_What you have to do_
Substitute "brick wall" for "stone wall" in the records starting at the line that contains "black wool coat." and ending at the line that contains "[76,257,258,399]", and return only those lines with nothing else changed.

_The data_
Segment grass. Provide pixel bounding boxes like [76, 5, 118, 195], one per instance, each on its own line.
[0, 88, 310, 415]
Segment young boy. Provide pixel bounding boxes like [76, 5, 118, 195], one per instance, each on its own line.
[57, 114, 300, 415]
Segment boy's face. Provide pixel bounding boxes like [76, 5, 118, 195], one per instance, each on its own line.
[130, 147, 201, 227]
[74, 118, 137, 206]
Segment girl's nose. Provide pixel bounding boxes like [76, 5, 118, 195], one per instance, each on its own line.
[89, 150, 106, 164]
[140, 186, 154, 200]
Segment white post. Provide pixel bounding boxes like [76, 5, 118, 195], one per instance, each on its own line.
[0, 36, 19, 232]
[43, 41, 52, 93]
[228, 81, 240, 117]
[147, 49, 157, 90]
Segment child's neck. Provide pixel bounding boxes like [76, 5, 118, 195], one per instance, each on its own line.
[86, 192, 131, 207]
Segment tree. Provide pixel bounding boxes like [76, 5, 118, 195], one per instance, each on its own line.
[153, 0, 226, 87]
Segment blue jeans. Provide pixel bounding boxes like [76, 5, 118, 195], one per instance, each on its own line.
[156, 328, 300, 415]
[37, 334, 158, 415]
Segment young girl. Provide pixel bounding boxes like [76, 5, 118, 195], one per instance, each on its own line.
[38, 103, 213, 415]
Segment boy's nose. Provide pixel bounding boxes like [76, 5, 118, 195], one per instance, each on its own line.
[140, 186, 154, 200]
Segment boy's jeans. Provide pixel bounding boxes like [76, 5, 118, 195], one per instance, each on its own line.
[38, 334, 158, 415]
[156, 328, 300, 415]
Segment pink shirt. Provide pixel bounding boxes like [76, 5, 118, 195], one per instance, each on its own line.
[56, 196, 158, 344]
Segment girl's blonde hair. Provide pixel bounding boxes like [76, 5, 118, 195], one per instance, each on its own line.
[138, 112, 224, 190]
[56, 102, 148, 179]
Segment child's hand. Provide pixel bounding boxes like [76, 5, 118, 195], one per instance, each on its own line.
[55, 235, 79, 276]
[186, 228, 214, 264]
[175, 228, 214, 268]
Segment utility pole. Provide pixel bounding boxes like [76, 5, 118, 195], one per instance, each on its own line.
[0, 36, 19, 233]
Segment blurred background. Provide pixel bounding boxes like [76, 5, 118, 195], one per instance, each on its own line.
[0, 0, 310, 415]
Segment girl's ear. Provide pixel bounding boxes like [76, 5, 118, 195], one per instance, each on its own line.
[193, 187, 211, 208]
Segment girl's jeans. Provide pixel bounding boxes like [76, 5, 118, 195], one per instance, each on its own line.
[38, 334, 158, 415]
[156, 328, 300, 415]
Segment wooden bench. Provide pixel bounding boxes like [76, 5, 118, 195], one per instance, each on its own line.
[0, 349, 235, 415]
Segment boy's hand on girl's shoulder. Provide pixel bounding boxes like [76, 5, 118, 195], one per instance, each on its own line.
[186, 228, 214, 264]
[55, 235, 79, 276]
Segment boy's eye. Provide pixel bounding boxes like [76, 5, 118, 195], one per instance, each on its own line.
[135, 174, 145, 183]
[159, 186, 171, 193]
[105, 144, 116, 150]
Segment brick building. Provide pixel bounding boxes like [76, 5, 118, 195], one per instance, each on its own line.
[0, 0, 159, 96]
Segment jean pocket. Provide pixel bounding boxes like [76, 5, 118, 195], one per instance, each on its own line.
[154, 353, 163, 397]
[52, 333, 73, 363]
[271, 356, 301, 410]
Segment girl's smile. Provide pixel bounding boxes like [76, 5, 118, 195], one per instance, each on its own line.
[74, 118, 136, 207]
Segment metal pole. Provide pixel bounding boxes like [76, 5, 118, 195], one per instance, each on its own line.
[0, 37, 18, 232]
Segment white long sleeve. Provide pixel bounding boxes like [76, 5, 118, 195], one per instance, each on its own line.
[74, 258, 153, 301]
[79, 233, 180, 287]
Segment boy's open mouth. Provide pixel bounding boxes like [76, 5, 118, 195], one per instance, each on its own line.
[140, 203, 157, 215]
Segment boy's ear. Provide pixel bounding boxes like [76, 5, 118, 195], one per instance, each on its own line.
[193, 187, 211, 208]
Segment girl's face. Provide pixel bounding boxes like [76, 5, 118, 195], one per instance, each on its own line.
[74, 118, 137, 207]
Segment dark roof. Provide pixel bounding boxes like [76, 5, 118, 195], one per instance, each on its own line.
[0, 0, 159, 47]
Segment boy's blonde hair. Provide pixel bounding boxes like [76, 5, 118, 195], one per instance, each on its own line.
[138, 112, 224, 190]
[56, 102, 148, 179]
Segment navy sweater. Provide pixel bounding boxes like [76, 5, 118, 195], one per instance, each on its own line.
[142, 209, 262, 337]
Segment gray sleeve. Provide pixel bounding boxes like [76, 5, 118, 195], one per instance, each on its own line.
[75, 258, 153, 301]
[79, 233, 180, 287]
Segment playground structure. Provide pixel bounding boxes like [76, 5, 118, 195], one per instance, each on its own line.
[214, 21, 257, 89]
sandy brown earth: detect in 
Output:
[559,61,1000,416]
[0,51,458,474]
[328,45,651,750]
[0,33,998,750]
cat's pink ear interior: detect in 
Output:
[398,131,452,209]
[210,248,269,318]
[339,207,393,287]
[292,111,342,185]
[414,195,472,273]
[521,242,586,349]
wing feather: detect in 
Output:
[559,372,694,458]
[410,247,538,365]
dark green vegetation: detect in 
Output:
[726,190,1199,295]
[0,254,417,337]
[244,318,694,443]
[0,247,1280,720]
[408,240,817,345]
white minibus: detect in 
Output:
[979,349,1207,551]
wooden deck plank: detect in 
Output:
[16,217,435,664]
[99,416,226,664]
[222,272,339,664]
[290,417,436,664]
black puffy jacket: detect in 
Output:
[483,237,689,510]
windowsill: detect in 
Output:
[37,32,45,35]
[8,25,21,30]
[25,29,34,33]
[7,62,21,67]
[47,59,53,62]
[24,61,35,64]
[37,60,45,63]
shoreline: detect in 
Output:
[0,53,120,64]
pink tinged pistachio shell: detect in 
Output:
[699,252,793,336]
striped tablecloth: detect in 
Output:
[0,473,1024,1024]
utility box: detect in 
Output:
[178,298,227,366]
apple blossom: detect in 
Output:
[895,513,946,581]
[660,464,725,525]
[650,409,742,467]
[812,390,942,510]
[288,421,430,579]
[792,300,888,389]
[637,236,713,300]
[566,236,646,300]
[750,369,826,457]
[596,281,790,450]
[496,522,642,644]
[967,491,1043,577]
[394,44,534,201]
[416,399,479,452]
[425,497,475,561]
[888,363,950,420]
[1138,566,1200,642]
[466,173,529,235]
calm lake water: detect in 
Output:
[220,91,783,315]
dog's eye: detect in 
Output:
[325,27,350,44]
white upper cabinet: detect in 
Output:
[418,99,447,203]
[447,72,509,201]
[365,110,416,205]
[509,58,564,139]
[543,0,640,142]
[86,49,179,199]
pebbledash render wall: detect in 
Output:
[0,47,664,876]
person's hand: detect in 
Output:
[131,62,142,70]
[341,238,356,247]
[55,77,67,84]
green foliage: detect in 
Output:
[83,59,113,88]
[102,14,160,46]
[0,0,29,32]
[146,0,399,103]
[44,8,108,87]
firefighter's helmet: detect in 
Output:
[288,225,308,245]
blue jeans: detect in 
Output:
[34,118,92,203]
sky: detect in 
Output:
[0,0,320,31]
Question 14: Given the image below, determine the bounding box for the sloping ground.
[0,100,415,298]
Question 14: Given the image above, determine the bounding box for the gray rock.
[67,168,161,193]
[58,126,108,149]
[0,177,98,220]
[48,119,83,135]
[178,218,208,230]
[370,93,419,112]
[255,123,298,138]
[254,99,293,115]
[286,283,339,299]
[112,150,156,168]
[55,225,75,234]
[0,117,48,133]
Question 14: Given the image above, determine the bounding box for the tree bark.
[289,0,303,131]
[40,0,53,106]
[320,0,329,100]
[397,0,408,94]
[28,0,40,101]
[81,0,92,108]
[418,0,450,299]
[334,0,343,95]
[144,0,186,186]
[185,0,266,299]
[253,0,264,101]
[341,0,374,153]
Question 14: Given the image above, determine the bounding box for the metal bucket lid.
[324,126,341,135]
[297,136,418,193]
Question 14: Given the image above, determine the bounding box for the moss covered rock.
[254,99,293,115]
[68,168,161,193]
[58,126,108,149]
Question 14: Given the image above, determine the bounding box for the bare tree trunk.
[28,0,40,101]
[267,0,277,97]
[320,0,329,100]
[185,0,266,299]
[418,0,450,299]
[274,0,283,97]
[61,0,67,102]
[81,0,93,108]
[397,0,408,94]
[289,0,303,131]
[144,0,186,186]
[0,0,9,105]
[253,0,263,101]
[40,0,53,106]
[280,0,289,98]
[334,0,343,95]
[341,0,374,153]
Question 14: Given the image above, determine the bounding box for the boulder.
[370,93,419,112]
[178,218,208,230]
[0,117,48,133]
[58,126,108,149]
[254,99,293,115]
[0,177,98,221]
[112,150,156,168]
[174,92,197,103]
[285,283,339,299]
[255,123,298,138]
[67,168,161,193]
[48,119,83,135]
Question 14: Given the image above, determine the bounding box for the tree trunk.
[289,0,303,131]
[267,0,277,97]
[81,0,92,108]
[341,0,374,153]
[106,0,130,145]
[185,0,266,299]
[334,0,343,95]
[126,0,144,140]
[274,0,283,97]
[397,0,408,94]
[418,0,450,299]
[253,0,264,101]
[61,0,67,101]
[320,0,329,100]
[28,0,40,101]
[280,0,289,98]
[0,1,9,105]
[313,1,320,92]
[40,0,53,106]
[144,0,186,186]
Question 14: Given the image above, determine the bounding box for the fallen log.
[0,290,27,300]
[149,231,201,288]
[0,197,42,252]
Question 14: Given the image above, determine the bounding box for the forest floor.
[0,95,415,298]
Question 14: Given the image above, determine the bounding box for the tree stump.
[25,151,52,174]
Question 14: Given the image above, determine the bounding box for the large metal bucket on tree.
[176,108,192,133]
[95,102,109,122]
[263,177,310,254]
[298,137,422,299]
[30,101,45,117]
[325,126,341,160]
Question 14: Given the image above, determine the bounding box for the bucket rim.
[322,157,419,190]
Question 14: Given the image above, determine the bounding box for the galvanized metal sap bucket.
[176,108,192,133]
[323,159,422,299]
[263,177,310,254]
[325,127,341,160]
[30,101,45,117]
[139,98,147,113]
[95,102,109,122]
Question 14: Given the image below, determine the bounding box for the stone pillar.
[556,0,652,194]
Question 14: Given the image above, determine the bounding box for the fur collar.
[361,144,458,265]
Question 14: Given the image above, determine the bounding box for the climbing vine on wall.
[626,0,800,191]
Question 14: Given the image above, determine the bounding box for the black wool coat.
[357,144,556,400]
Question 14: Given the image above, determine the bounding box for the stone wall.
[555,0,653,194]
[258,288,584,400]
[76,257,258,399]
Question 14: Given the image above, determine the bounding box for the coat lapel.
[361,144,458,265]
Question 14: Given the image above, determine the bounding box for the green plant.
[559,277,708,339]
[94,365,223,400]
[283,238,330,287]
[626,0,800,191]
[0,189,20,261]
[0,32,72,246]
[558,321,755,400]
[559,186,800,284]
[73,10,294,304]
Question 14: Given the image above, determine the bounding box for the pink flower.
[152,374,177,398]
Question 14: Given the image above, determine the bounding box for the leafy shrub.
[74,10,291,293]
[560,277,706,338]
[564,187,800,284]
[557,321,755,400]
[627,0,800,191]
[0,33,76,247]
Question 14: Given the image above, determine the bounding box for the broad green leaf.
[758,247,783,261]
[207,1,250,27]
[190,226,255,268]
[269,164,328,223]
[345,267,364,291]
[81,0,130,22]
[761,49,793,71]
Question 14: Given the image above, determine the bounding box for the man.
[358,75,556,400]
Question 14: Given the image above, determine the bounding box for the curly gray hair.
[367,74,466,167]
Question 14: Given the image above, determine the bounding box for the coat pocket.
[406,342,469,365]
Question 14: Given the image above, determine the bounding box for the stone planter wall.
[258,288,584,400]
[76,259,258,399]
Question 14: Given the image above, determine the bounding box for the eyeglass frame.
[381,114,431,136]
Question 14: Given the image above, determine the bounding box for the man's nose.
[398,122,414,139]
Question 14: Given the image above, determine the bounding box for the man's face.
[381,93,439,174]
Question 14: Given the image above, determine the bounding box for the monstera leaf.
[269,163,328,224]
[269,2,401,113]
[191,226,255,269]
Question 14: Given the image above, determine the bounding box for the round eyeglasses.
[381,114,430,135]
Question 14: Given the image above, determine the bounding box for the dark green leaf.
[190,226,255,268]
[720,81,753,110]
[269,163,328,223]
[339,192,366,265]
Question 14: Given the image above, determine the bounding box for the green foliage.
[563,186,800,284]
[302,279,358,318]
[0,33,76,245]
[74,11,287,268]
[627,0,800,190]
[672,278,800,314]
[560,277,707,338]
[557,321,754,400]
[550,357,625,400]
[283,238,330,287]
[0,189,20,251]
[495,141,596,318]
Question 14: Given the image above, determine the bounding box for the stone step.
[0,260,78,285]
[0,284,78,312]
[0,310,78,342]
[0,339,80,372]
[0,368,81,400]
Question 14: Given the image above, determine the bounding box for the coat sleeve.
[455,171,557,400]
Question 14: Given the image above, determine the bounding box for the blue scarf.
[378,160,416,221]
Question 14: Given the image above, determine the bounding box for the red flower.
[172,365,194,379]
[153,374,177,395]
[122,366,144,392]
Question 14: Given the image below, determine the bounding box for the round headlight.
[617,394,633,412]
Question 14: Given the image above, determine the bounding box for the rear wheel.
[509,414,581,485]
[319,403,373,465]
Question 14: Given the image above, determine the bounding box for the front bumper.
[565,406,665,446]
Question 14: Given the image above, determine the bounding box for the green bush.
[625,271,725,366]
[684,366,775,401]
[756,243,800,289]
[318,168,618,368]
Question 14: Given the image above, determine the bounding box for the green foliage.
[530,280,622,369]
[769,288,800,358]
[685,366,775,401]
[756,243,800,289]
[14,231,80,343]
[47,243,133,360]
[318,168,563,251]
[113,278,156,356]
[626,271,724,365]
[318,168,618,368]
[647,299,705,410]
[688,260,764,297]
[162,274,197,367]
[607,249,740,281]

_Reply_
Question 14: Given the image above, determine the bounding box for the black wool coat.
[357,144,556,400]
Question 14: Given the image above, determine the bounding box for the brick wall.
[555,0,653,194]
[258,288,584,400]
[76,257,258,399]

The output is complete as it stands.